Higher Education Quick Takes
A day after Blackboard announced its acquisition of two prominent Moodle partners and the creation of an open-source services arm, various Web discussion boards were abuzz with chatter about the implications. At Moodle.org's official "Lounge" forum, some open-source advocates lamented what they read as a corporate intrusion on the open-source community -- prompting Martin Dougiamas, the founder and lead developer of Moodle, to defend his decision to lend moral support to Blackboard’s takeovers of Moodlerooms and NetSpot.
“Moodle itself has not, and will not, be purchased by anyone,” Dougiamas wrote to a discussion thread. “I am committed to keeping it independent with exactly the same model it has now.” While the new Blackboard subsidiaries and their clients have produced many helpful modifications to Moodle’s code, “it's always up to me to include [modifications] in core (after it gets heavily reviewed by our team),” Dougiamas said, “otherwise it goes into Moodle Plugins.” He added that Moodle still has dozens of other partner companies that are not owned by Blackboard.

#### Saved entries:
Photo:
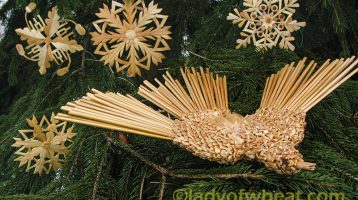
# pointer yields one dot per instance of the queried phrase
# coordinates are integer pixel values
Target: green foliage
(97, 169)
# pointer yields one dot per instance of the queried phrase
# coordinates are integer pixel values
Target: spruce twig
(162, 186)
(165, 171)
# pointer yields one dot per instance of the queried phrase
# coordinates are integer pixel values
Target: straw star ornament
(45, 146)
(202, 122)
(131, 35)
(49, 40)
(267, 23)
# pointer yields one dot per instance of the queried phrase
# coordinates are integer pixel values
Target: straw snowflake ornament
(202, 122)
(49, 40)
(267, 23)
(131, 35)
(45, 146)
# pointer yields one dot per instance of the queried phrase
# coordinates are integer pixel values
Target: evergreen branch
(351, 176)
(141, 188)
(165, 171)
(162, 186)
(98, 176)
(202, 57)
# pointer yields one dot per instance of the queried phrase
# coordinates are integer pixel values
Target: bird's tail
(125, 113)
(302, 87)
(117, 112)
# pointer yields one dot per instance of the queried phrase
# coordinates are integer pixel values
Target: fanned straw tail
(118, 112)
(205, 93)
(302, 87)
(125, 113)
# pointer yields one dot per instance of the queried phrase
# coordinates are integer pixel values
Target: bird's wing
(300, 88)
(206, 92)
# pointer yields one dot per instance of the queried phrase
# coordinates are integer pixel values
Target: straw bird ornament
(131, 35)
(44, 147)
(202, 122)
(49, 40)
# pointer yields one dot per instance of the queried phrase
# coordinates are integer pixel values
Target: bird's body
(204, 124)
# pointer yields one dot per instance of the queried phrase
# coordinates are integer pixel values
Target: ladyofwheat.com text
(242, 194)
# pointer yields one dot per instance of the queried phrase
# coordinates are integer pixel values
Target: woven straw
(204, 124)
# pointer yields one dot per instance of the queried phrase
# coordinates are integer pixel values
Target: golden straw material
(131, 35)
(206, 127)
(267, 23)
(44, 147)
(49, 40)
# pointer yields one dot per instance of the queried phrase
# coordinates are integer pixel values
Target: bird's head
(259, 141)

#### The tasks:
1. In the article about Blackboard and Moodle, which two Moodle partners did Blackboard take over?
2. Retype the article about Blackboard and Moodle word for word, everything from "Higher Education Quick" down to "Moodlerooms and NetSpot.".

#### The results:
1. Moodlerooms and NetSpot.

2.
Higher Education Quick Takes
A day after Blackboard announced its acquisition of two prominent Moodle partners and the creation of an open-source services arm, various Web discussion boards were abuzz with chatter about the implications. At Moodle.org's official "Lounge" forum, some open-source advocates lamented what they read as a corporate intrusion on the open-source community -- prompting Martin Dougiamas, the founder and lead developer of Moodle, to defend his decision to lend moral support to Blackboard’s takeovers of Moodlerooms and NetSpot.